AUFGABE A: Geben Sie aus dem Ausgangstext über alkoholfreies Bier den Abschnitt von "Alkoholfreies Bier wird in" bis einschließlich "Hopfen und Hefe." wortgetreu wieder.
AUFGABE B: Um wie viel Prozent stieg laut dem Ausgangstext über alkoholfreies Bier dessen Marktanteil in den Jahren von 2010 bis 2020?

Wie unterscheidet alkoholfreies Bier geschmacklich von normalem Bier?

Alkoholfreies Bier wird in Deutschland immer beliebter. In den Jahren von 2010 bis 2020 stieg der Marktanteil von alkoholfreiem Bier um 53 Prozent. 2020 lag der Marktanteil für alkoholfreies Bier bei fast sieben Prozent, Tendenz steigend. Eine Verbraucher*innenumfrage für den Brauer-Bund bestätigte den Aufwärtstrend des alkoholfreien Biers. Jede zweite Person trinkt inzwischen alkoholfreies Bier. Besonders beliebt ist das Getränk laut Umfrage wegen seines guten Geschmacks, der geringen Kalorien und der Verwendung von natürlichen Rohstoffen. Denn auch alkoholfreies Bier wird nach deutschem Reinheitsgebot gebraut und enthält nur die vier Zutaten Wasser, Malz, Hopfen und Hefe.

GEZEIGTES MATERIAL:
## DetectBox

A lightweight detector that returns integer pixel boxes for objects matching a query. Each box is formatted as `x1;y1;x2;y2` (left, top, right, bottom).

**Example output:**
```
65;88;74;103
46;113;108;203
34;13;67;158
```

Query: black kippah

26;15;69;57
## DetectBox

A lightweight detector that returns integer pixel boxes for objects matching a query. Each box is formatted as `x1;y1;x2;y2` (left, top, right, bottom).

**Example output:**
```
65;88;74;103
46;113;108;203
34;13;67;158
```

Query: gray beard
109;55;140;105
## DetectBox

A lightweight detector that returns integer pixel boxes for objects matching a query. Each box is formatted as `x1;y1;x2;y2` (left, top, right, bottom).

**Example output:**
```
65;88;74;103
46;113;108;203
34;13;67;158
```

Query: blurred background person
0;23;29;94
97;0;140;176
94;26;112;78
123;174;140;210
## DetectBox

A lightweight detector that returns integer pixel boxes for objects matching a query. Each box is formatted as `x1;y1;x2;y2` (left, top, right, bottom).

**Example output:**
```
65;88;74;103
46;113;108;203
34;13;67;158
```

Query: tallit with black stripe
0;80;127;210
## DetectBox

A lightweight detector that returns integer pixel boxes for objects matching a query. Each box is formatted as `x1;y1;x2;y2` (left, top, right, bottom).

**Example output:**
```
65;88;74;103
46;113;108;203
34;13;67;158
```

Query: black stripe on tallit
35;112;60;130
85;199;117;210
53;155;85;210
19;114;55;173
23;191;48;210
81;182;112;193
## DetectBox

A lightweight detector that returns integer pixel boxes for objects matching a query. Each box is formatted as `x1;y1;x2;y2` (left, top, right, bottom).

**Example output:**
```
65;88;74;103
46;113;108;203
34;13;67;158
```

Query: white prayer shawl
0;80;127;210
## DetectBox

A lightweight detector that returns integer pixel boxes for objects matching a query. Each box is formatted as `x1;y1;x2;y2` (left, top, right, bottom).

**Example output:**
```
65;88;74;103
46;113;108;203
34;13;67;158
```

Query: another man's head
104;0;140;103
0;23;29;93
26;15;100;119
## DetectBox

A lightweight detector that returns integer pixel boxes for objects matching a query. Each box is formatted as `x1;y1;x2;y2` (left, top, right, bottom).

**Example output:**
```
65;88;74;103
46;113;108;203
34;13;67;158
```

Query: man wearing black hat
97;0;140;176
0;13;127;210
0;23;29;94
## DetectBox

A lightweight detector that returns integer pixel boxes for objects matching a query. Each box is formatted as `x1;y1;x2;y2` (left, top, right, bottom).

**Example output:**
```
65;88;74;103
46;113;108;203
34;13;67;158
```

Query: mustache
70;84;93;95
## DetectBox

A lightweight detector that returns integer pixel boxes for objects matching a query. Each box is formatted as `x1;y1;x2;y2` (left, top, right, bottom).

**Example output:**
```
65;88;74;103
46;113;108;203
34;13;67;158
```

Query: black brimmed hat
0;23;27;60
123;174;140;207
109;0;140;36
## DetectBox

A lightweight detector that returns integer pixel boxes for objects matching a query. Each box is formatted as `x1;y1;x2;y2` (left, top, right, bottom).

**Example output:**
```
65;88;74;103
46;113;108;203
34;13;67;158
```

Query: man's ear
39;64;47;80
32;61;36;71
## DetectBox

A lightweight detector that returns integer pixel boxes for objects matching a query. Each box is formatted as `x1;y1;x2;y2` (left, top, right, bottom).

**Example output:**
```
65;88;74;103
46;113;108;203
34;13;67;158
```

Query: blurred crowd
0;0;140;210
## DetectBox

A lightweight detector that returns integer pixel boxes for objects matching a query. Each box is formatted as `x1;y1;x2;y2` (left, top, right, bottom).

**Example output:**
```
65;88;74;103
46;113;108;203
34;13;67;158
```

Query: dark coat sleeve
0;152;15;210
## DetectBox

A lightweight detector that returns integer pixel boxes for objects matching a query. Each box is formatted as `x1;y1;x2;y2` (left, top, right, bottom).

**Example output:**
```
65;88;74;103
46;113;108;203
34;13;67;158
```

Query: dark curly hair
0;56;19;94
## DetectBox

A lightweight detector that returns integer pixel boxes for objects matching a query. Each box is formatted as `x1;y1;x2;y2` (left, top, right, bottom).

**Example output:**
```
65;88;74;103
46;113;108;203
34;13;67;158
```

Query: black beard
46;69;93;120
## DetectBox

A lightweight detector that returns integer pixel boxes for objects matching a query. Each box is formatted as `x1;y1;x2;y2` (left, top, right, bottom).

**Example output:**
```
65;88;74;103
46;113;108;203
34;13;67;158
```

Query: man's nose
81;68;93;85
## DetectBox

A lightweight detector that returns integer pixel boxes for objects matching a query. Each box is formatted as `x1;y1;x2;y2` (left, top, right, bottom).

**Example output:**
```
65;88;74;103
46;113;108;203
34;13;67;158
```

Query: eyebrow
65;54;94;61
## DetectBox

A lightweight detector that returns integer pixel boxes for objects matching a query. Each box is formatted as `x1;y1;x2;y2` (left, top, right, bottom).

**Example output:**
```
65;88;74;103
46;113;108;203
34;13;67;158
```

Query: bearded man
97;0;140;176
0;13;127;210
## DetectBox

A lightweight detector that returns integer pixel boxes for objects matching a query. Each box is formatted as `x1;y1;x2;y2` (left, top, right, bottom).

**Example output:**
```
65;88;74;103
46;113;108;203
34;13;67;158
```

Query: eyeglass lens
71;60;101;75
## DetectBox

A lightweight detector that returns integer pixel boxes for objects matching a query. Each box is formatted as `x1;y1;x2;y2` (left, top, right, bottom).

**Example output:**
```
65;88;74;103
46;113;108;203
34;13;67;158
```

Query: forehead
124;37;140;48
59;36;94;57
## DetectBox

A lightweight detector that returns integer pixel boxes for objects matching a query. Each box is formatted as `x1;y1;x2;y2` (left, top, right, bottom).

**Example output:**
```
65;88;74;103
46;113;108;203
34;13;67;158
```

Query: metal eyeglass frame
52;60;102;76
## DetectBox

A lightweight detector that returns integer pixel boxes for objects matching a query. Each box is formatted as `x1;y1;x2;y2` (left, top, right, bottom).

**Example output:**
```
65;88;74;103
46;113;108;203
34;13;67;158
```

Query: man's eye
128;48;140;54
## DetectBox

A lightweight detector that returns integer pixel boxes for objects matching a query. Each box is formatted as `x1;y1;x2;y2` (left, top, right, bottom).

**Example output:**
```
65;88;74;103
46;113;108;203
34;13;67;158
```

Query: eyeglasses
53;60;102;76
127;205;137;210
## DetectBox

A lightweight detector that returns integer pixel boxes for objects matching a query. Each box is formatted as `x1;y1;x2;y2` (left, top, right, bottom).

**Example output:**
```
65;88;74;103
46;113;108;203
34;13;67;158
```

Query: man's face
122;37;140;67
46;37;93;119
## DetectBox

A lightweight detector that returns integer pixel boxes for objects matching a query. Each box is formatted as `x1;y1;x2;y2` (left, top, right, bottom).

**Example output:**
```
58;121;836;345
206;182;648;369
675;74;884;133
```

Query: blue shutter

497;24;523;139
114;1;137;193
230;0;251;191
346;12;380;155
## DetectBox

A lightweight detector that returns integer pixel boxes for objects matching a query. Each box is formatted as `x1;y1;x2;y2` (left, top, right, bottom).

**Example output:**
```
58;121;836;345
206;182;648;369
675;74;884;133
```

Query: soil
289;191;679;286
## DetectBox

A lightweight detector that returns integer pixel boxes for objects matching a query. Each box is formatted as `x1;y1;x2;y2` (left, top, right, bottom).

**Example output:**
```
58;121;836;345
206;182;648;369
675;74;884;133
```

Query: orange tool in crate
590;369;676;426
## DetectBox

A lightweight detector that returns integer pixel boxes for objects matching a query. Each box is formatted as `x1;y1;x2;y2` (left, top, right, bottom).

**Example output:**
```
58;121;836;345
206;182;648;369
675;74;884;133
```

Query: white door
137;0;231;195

IHRE LÖSUNG A:
Alkoholfreies Bier wird in Deutschland immer beliebter. In den Jahren von 2010 bis 2020 stieg der Marktanteil von alkoholfreiem Bier um 53 Prozent. 2020 lag der Marktanteil für alkoholfreies Bier bei fast sieben Prozent, Tendenz steigend. Eine Verbraucher*innenumfrage für den Brauer-Bund bestätigte den Aufwärtstrend des alkoholfreien Biers. Jede zweite Person trinkt inzwischen alkoholfreies Bier. Besonders beliebt ist das Getränk laut Umfrage wegen seines guten Geschmacks, der geringen Kalorien und der Verwendung von natürlichen Rohstoffen. Denn auch alkoholfreies Bier wird nach deutschem Reinheitsgebot gebraut und enthält nur die vier Zutaten Wasser, Malz, Hopfen und Hefe.

IHRE LÖSUNG B: Um 53 Prozent.